▶ [WORK INSTRUCTIONS] Identify each line in the material below that contains the word "poster" and copy every such line in full.

▶ [Some records]
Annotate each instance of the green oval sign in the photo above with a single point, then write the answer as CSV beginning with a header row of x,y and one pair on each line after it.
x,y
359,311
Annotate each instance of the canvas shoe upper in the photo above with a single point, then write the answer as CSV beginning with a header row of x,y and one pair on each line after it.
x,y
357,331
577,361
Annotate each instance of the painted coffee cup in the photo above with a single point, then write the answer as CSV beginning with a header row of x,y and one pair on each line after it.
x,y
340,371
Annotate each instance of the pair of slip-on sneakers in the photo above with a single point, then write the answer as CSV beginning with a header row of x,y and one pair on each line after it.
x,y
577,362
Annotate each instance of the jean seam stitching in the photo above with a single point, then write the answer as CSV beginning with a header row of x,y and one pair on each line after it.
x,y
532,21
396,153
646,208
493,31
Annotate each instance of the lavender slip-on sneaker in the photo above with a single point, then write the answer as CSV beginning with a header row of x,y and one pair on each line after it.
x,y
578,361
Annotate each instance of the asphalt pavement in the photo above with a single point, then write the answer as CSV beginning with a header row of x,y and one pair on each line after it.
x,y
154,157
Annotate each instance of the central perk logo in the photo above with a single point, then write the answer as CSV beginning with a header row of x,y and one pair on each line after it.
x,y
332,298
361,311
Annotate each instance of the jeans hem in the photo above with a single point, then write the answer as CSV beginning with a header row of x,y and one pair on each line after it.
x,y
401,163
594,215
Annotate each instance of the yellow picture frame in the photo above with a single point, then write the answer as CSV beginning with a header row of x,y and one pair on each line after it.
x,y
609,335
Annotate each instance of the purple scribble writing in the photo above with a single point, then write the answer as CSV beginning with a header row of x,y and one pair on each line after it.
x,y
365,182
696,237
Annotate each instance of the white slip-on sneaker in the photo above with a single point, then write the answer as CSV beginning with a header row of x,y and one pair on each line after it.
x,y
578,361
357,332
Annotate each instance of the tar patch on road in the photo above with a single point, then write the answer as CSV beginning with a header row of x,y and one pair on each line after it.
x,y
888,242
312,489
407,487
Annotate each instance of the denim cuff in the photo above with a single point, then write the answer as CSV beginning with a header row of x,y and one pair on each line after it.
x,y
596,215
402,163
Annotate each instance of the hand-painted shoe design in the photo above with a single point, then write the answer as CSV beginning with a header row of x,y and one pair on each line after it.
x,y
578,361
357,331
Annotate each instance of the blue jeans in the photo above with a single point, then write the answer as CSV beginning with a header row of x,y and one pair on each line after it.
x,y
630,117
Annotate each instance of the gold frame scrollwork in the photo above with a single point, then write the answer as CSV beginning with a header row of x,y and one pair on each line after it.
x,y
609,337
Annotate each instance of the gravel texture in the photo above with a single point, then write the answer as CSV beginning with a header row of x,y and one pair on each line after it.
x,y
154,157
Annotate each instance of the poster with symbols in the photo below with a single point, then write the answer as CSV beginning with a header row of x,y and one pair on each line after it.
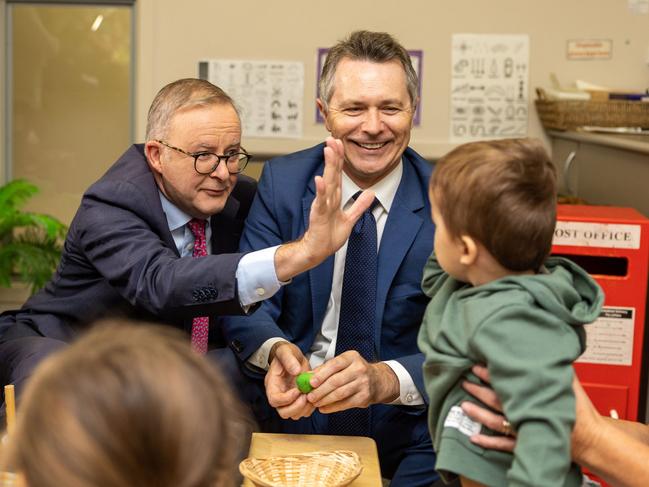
x,y
269,94
489,86
609,339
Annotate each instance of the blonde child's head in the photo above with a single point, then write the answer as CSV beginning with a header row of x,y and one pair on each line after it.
x,y
501,194
128,404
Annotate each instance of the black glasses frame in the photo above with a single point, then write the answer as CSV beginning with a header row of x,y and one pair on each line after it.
x,y
244,158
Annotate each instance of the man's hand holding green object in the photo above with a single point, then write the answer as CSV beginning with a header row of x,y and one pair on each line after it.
x,y
303,382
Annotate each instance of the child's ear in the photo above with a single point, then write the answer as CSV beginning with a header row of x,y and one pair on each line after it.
x,y
469,250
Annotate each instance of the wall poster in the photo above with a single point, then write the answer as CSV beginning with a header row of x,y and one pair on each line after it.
x,y
489,86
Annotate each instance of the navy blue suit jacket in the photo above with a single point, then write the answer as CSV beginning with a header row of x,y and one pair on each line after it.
x,y
120,259
280,213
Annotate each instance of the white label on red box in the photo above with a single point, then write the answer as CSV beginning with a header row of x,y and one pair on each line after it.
x,y
605,235
609,339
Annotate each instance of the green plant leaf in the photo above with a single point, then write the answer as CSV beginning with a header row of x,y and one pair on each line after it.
x,y
30,243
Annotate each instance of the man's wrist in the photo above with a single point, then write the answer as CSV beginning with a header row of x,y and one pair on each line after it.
x,y
387,390
273,350
293,258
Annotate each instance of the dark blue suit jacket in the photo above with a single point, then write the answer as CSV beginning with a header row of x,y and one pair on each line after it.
x,y
120,259
280,213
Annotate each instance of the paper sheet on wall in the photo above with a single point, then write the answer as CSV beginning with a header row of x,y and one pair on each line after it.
x,y
269,94
489,86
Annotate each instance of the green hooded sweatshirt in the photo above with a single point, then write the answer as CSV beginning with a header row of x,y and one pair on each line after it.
x,y
528,330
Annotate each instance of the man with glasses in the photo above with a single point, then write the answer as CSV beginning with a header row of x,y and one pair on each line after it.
x,y
156,237
361,343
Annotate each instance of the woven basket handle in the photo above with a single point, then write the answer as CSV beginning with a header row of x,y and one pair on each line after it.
x,y
540,94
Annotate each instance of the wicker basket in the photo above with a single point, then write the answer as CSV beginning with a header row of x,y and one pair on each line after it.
x,y
570,114
316,469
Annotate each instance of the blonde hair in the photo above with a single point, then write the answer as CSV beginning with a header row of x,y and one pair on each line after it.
x,y
128,405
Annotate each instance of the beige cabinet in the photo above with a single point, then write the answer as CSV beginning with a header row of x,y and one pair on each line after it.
x,y
603,169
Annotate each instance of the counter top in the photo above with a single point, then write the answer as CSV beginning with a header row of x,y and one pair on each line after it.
x,y
632,142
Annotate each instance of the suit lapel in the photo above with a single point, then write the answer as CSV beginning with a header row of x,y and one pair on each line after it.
x,y
320,277
225,230
400,231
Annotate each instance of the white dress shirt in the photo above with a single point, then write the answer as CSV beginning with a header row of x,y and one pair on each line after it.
x,y
324,345
256,276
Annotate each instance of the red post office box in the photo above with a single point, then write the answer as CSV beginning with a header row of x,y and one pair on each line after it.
x,y
612,245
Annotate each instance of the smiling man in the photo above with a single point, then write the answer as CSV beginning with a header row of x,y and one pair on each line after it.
x,y
156,237
354,319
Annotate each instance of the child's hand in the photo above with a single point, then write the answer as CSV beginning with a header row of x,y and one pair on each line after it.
x,y
491,420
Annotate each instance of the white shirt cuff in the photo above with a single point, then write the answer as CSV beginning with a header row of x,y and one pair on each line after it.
x,y
256,276
408,394
260,357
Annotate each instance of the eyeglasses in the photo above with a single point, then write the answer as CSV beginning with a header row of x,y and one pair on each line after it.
x,y
207,162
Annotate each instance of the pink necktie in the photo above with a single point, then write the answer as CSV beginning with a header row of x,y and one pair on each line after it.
x,y
201,324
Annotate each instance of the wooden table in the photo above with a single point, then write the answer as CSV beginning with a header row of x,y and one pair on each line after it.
x,y
271,444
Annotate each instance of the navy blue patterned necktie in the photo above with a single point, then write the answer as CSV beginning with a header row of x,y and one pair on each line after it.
x,y
356,325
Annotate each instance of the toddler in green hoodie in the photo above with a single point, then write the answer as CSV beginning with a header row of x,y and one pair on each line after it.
x,y
497,298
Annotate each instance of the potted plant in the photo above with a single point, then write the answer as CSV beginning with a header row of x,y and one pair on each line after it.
x,y
30,243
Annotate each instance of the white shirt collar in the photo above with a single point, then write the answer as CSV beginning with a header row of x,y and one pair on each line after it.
x,y
384,190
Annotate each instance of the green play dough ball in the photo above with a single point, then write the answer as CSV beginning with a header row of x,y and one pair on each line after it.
x,y
302,382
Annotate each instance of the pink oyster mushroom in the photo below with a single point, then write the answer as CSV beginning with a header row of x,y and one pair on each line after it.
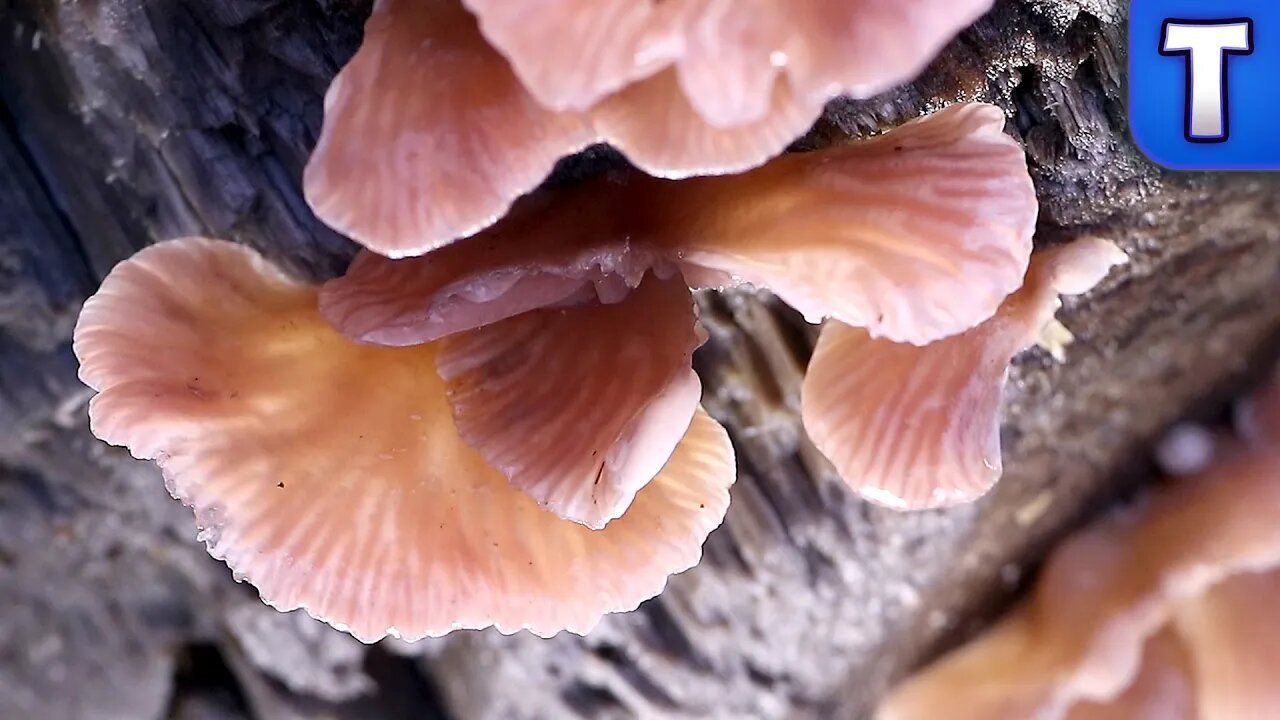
x,y
330,474
913,244
1162,611
430,132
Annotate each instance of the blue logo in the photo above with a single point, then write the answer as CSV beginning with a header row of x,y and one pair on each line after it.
x,y
1205,83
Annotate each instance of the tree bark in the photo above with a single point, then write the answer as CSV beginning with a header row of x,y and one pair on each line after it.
x,y
124,122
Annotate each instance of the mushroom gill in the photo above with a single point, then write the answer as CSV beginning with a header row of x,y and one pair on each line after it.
x,y
917,427
430,136
726,58
330,474
915,236
1159,611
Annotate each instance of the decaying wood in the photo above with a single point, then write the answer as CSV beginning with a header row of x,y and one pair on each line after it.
x,y
123,122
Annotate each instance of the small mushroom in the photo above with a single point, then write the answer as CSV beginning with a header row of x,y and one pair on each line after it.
x,y
727,58
917,427
1151,607
915,236
430,136
330,474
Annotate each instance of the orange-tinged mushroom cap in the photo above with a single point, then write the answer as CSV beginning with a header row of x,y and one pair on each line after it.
x,y
919,427
1109,589
914,235
330,474
580,406
731,55
428,135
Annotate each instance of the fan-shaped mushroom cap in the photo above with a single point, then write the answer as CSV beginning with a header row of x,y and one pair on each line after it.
x,y
659,131
1110,588
1233,639
330,474
428,136
919,427
730,55
580,406
915,235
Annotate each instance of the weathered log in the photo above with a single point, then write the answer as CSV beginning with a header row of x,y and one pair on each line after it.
x,y
123,122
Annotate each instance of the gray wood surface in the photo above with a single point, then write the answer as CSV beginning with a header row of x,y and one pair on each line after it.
x,y
124,122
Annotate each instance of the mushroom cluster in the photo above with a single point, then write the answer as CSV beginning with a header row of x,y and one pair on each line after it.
x,y
1161,611
432,132
492,418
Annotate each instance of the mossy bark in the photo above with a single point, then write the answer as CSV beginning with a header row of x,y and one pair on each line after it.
x,y
124,122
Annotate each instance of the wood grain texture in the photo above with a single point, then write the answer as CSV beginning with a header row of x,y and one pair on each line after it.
x,y
123,122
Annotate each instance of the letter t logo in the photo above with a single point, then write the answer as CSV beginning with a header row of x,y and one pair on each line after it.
x,y
1206,44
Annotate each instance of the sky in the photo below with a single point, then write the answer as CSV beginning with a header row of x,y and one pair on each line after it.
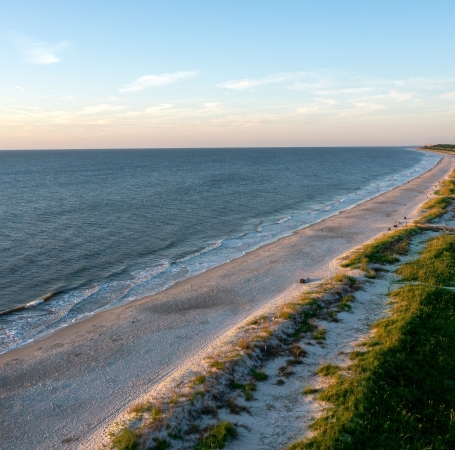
x,y
212,73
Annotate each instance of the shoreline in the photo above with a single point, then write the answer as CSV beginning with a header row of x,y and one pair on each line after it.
x,y
86,315
113,348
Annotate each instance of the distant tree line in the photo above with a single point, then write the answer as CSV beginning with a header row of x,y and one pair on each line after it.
x,y
440,147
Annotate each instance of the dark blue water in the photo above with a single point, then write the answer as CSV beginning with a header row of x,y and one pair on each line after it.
x,y
89,229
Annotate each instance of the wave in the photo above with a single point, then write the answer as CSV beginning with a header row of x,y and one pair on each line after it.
x,y
284,219
148,281
205,250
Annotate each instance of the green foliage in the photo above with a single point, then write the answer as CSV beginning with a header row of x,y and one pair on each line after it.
x,y
401,390
125,440
200,379
297,351
156,413
385,249
140,408
217,437
196,395
161,444
346,279
436,207
328,370
309,390
447,188
319,334
259,375
344,304
246,388
435,266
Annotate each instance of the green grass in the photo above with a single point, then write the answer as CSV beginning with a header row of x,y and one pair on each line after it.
x,y
344,304
447,188
259,375
309,390
400,393
319,334
328,370
200,379
435,266
384,250
125,440
297,351
161,444
436,208
196,395
217,437
246,388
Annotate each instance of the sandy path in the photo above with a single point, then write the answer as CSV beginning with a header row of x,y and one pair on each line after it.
x,y
72,384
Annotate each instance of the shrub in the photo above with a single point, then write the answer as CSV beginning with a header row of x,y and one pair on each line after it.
x,y
259,375
217,437
125,440
328,370
297,351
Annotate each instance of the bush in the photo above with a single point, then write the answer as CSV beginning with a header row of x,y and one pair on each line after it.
x,y
125,440
217,437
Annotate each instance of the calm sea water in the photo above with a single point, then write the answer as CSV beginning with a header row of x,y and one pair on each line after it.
x,y
84,230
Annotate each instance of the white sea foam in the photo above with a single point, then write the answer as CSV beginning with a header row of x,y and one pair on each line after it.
x,y
35,323
205,250
34,303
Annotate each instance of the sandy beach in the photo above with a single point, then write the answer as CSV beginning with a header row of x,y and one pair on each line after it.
x,y
65,390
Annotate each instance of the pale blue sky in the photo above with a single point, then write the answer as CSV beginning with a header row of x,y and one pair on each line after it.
x,y
92,74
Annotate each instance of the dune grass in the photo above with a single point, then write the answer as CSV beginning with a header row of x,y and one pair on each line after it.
x,y
125,440
384,250
435,208
400,392
217,437
447,187
435,266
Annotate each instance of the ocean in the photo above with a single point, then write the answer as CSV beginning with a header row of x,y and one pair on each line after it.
x,y
82,231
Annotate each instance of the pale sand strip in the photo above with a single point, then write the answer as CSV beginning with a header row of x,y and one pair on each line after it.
x,y
75,382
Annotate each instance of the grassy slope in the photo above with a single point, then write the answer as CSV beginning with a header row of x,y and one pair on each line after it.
x,y
401,391
385,249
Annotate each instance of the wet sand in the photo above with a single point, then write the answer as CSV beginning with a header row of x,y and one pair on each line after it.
x,y
71,385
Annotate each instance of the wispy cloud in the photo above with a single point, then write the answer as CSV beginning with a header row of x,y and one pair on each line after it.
x,y
245,84
36,52
147,81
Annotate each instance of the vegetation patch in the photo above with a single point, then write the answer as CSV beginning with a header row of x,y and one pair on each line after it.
x,y
259,375
125,439
216,437
435,266
328,370
436,207
384,250
309,390
400,390
319,334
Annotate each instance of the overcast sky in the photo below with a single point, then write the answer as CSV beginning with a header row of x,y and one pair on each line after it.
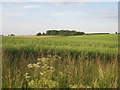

▶ [CORRECT RESULT]
Annotate each instance of the poster with symbols in the photo below with a single point, then write the answer as CSV beginning with a header row of x,y and one pair on each line after it.
Annotate each instance of the wall poster in the photo above with a single point, then write the answer as CSV beginning with a header row of x,y and one pair on each line after it.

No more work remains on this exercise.